* [Your tasks]
• A. In the excerpt about the forum, write out the part that begins at the words "I was the target" and stops after the words "protect said place.".
• B. In the excerpt about the forum, what kind of farm does the author live near?

* [Excerpted passage]

I was the target of that quip, having just spent 20 minutes as a featured panelist at the forum explaining my theory of specificity that helps people understand the importance of place-based values. In my presentation, I’d spoken about how much I love living near a cattle farm, how I view the cows as my neighbors, and I care about their well-being. I therefore am interested in any policies that will impact the farmer. 

Briefly, I have been piloting a grant-funded program centered on the premise that when people are aware of what it is they love about a place—and most importantly, when they know that they have this in common with their neighbors—then they don’t need talking points when pressed to act according to their values so they can protect said place. 

That matters when land and other extraction speculators and developers come to town with their shuck and jive stories about why and how the community will just whither and die if they don’t seize the big, bright shiny opportunities these money men offer. “Growth is happening regardless of if we are ready…” as Frazier said. I suggest we be ready from the ground up, not the top down. 

Petrey went on with a long list of policy agenda items that need to be considered if we are all to be protected from AI, cows notwithstanding. I had quit listening, just like Petrey wasn’t listening, like Frazier wasn’t listening. They were telling. Telling you, telling me what we are supposed to do, when I already know that policy is generated from what matters most--the question is to whom the policy matters most. The only choices are extractors or sharers.

* [Data below]
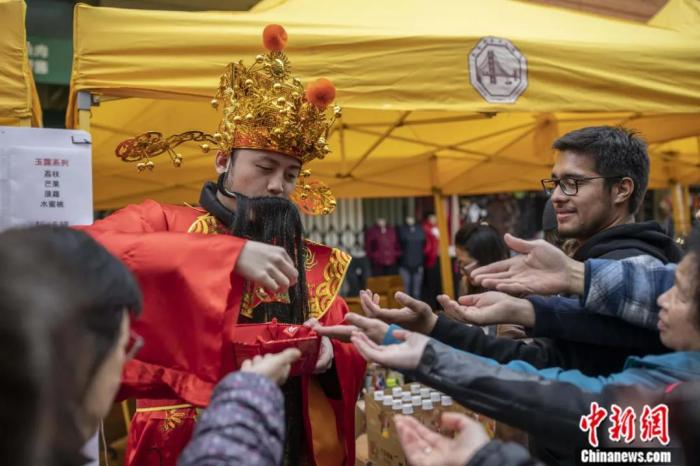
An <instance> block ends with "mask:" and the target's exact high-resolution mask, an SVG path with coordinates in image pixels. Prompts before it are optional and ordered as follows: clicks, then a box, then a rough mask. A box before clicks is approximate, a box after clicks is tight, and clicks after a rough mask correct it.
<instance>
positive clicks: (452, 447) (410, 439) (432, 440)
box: [394, 413, 489, 466]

* [Answers by item]
• A.
I was the target of that quip, having just spent 20 minutes as a featured panelist at the forum explaining my theory of specificity that helps people understand the importance of place-based values. In my presentation, I’d spoken about how much I love living near a cattle farm, how I view the cows as my neighbors, and I care about their well-being. I therefore am interested in any policies that will impact the farmer. 

Briefly, I have been piloting a grant-funded program centered on the premise that when people are aware of what it is they love about a place—and most importantly, when they know that they have this in common with their neighbors—then they don’t need talking points when pressed to act according to their values so they can protect said place.

• B. A cattle farm.